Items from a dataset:
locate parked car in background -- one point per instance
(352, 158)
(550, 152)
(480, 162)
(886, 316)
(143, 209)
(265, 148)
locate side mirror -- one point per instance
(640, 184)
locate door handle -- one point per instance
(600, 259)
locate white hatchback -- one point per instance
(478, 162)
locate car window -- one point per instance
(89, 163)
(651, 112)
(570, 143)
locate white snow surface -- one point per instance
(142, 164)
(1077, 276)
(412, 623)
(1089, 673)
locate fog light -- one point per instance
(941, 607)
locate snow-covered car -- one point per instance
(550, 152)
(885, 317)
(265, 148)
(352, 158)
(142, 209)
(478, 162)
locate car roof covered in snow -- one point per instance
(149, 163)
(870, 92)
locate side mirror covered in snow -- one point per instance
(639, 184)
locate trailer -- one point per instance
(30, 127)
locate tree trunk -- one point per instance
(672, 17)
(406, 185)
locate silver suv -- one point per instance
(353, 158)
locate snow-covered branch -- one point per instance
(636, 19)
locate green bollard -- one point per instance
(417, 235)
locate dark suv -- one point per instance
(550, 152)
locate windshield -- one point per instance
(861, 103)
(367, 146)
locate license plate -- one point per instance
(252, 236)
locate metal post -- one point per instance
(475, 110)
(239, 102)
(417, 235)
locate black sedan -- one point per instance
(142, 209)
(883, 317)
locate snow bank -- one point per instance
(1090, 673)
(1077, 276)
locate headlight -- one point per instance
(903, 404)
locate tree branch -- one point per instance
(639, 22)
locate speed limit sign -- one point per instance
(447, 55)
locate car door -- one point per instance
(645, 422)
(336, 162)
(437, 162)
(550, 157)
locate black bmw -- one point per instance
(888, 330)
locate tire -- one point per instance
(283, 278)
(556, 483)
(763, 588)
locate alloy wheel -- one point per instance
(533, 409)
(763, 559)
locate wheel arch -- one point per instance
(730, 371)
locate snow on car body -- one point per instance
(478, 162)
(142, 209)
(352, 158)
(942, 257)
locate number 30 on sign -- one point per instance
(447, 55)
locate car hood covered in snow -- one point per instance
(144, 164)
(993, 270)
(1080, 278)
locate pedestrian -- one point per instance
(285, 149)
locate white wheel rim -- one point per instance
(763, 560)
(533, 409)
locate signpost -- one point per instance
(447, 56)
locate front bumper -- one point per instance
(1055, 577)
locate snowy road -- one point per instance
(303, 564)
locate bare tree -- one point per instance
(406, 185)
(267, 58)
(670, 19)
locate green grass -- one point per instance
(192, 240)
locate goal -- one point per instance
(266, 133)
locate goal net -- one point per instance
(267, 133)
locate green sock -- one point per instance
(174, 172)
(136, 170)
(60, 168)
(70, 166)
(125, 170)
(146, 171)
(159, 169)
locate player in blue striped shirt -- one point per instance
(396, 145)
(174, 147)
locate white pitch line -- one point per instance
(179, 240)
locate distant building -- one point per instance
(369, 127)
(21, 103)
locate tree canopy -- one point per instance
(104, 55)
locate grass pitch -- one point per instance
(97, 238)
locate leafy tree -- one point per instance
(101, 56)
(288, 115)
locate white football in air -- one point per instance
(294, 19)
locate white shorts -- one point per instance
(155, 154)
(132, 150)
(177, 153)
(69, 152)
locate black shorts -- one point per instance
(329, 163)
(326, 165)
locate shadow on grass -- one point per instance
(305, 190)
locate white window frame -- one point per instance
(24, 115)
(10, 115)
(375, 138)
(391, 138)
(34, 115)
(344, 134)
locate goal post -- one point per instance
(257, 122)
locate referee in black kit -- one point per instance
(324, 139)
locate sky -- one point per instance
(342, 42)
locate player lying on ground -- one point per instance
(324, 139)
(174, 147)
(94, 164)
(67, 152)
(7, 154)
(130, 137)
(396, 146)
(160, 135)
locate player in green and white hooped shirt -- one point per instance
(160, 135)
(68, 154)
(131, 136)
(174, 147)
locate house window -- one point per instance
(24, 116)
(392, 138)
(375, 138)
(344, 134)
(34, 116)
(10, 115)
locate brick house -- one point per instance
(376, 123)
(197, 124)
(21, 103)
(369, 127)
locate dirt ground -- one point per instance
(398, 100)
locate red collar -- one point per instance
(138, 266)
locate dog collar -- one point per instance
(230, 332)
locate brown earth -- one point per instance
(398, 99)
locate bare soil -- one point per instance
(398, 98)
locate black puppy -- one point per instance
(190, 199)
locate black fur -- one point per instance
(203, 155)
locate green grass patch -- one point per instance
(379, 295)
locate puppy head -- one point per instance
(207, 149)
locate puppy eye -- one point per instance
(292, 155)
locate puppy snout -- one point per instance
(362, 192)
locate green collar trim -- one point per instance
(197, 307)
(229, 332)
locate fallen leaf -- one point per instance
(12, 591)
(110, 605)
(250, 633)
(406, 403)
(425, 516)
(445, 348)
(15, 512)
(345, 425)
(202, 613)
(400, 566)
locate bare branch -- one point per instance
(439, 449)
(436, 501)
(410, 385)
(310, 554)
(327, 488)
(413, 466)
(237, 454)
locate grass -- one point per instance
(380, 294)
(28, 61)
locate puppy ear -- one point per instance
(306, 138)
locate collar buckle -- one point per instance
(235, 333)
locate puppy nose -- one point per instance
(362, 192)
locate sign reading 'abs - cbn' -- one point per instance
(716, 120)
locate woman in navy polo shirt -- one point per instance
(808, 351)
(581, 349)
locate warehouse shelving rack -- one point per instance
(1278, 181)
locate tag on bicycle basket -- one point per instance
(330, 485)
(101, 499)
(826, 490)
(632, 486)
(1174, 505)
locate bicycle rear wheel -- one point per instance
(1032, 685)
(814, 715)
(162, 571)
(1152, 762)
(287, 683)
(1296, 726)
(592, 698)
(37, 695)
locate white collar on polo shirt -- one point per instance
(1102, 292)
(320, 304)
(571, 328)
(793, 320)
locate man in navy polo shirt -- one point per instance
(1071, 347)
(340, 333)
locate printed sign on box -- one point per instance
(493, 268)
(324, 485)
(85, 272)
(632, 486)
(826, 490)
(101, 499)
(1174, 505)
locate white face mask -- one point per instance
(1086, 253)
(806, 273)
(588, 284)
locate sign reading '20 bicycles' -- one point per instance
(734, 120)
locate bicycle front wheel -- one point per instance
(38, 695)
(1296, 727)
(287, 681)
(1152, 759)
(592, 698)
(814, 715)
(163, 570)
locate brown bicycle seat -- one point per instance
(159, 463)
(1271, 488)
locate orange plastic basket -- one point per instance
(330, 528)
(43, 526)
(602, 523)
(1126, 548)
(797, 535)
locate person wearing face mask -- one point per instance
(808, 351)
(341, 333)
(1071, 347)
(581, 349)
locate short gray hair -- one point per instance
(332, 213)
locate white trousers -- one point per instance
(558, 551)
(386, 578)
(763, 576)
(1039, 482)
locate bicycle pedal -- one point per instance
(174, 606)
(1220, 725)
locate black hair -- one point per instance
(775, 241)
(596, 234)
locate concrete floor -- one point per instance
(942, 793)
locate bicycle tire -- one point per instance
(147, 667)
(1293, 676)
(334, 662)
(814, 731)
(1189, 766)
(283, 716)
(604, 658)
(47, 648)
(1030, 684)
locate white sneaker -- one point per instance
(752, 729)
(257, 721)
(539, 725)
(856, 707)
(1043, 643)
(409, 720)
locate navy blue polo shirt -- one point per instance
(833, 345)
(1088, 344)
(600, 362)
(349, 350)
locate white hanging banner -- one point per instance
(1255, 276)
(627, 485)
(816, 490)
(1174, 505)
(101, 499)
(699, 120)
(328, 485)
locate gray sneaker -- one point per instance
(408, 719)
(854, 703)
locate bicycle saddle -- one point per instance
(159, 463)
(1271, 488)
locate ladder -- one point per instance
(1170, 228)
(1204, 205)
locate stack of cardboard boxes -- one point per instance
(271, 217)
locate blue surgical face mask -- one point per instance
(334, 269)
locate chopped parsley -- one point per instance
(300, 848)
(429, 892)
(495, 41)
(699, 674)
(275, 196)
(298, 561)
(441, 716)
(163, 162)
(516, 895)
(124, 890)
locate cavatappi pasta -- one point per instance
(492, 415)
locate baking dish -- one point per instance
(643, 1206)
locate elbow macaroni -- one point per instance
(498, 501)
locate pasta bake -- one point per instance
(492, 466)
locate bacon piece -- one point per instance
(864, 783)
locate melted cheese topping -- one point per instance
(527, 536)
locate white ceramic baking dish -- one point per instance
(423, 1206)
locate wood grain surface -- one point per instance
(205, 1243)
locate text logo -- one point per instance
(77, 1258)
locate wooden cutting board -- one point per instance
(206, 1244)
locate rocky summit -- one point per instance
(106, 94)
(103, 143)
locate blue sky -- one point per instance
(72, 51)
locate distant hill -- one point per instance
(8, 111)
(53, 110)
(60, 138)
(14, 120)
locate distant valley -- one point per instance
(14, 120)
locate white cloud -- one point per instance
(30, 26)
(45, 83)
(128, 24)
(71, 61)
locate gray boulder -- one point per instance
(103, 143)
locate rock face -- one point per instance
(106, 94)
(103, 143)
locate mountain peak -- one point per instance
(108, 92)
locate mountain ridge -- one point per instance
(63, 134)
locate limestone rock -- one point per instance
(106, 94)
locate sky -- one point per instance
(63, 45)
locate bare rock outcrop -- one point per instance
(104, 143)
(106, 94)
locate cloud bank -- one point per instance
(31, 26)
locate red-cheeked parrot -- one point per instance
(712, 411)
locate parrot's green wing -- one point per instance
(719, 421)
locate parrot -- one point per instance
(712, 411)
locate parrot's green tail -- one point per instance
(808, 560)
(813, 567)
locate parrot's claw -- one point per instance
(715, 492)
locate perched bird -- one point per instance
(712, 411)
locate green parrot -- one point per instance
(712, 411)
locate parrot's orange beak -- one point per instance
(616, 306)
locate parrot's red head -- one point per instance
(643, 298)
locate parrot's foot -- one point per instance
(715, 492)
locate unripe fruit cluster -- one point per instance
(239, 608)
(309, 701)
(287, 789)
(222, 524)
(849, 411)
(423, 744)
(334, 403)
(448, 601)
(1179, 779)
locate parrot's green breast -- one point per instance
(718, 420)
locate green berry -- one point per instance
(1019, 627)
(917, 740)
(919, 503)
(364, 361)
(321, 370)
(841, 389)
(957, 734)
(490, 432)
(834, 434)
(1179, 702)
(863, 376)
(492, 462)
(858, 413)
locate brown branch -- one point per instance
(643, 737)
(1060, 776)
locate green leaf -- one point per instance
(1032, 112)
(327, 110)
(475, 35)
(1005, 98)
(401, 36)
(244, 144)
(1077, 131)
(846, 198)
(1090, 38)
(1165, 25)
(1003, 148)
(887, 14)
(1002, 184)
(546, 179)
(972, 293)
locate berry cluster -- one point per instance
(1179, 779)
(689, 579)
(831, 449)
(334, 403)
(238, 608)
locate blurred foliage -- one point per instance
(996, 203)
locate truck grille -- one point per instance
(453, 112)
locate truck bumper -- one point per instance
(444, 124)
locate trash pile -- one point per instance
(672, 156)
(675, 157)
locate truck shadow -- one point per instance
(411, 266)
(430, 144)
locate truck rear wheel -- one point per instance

*Exercise description*. In the stretch from the line containing "locate parrot's red" through the line containing "(1060, 776)", substitute "bird's" for "parrot's" and give back only those lines, otherwise unchanged.

*Solution for this problem*.
locate bird's red head -- one point per instance
(643, 298)
locate bird's foot -- one point per instance
(715, 492)
locate unripe fruit cluster -- one point per instance
(239, 608)
(309, 701)
(287, 789)
(222, 524)
(849, 411)
(423, 744)
(334, 403)
(448, 601)
(1179, 779)
locate bird's green breast -- one point per instance
(718, 420)
locate green berry -- one point per instance
(1019, 627)
(917, 740)
(919, 503)
(364, 361)
(321, 370)
(841, 389)
(957, 734)
(490, 432)
(834, 434)
(1179, 702)
(863, 376)
(492, 462)
(858, 413)
locate brown branch -- one point per instance
(643, 737)
(1060, 776)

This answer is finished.